:: EXERCISE INPUT ::
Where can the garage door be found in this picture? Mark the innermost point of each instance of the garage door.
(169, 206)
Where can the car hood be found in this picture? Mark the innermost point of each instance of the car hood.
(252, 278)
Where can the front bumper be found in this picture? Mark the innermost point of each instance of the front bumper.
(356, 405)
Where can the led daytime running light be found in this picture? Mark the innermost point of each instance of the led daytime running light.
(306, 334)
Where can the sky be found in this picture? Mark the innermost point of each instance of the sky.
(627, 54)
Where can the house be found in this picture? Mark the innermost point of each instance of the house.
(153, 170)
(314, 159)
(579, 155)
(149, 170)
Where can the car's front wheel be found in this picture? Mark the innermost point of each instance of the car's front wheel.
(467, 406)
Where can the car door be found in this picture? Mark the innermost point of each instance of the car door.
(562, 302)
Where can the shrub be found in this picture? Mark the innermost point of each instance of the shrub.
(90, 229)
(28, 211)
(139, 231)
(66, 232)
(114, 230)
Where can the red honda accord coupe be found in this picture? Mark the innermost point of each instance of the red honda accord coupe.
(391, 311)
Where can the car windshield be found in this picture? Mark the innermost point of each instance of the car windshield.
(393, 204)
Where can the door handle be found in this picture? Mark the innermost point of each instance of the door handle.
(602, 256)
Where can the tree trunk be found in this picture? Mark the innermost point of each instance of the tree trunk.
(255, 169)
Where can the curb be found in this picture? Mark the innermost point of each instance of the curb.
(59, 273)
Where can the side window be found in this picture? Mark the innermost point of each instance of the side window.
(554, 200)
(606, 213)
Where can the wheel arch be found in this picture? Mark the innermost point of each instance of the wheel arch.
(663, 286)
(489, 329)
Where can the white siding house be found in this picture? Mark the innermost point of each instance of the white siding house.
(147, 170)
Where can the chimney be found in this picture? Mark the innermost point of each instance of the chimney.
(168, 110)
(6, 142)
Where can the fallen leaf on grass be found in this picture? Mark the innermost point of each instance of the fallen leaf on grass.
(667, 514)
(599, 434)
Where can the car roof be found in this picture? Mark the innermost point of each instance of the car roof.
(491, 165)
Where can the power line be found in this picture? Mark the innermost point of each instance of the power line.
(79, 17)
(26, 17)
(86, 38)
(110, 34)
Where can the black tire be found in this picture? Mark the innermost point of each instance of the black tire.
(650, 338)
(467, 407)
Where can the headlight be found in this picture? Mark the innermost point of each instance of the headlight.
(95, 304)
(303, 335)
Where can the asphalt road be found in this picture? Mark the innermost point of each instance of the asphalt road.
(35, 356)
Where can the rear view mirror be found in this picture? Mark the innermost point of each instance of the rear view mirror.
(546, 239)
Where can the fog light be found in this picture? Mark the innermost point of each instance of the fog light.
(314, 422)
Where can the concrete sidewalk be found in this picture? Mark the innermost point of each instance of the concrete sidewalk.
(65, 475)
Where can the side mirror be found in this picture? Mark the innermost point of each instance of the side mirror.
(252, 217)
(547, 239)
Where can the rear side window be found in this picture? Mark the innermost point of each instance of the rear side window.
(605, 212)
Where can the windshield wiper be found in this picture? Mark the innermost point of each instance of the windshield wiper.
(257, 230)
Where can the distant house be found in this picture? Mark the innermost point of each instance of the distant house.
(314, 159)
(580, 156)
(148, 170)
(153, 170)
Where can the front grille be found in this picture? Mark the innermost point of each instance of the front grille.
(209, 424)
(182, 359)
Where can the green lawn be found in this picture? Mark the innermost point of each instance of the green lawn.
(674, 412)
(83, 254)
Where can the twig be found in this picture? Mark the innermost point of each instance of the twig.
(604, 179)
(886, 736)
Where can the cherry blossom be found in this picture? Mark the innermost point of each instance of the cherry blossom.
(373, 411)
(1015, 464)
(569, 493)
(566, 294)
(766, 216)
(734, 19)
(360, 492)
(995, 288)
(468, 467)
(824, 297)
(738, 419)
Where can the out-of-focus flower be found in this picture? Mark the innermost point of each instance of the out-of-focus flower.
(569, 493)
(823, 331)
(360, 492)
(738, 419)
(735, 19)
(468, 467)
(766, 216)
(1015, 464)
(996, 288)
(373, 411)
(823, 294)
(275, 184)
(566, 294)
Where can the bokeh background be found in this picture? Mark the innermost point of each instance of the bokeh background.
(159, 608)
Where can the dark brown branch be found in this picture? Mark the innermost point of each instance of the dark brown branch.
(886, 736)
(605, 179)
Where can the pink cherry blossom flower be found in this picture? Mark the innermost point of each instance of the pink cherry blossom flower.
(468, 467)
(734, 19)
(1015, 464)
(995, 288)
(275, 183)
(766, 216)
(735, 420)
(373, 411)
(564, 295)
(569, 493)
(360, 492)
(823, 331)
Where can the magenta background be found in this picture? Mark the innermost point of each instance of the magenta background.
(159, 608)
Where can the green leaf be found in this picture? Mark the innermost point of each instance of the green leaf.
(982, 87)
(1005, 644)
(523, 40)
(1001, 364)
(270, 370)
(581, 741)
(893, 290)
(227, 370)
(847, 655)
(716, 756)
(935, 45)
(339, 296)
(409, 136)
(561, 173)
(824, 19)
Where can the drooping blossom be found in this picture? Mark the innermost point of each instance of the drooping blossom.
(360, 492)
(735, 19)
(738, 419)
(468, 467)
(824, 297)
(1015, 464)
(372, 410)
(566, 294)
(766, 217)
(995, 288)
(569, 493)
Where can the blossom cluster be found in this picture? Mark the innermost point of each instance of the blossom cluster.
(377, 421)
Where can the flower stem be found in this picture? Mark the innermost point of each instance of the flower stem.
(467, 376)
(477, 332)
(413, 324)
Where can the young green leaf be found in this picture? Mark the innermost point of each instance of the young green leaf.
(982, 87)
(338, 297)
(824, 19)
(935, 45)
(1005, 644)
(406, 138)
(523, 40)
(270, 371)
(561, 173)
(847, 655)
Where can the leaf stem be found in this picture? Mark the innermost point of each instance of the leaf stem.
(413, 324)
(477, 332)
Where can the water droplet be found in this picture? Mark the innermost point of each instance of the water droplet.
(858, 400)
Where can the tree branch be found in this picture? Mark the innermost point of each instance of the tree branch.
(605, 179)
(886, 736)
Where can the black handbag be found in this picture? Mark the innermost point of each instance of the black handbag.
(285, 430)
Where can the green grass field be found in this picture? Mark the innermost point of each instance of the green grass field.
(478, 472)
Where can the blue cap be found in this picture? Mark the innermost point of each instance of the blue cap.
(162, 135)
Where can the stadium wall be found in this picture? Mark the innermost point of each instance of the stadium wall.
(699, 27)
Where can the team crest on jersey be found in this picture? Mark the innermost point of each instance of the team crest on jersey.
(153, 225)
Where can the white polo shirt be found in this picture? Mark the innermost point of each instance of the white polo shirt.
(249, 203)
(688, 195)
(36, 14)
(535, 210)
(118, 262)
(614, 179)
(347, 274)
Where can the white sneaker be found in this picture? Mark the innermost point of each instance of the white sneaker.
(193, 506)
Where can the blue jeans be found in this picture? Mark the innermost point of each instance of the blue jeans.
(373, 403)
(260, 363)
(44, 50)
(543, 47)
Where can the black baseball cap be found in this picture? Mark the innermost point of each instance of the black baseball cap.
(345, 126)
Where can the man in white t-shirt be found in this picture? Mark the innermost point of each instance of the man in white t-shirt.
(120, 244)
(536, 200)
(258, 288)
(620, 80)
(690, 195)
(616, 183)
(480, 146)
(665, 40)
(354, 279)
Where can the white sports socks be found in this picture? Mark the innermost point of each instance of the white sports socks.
:::
**WHAT YOU SHOULD DO:**
Reproduce the listing above exactly from the line containing "Where can the white sneaker" through its last line, with both of those lines included.

**CORRECT OUTPUT:**
Where can the white sneaker be found in this picture? Mark the innermost point of each instance of the white sneaker.
(193, 506)
Where can the blue jeans be found in this picture? Mark the innermost point of each instance of the blue jeans.
(373, 403)
(260, 363)
(44, 50)
(543, 47)
Where can the black baseball cap be found in this picture? Mark the innermost point of each instance of the black baseball cap.
(345, 126)
Where can the man in white t-shirt be found in this picture? Mark the innermost point of each instance of the man in white t-shirt.
(120, 244)
(536, 200)
(258, 288)
(620, 80)
(690, 195)
(616, 183)
(480, 146)
(665, 40)
(354, 279)
Where can the white sports socks be found in this picture? Mark the innermost point of each instance of the white sports socks.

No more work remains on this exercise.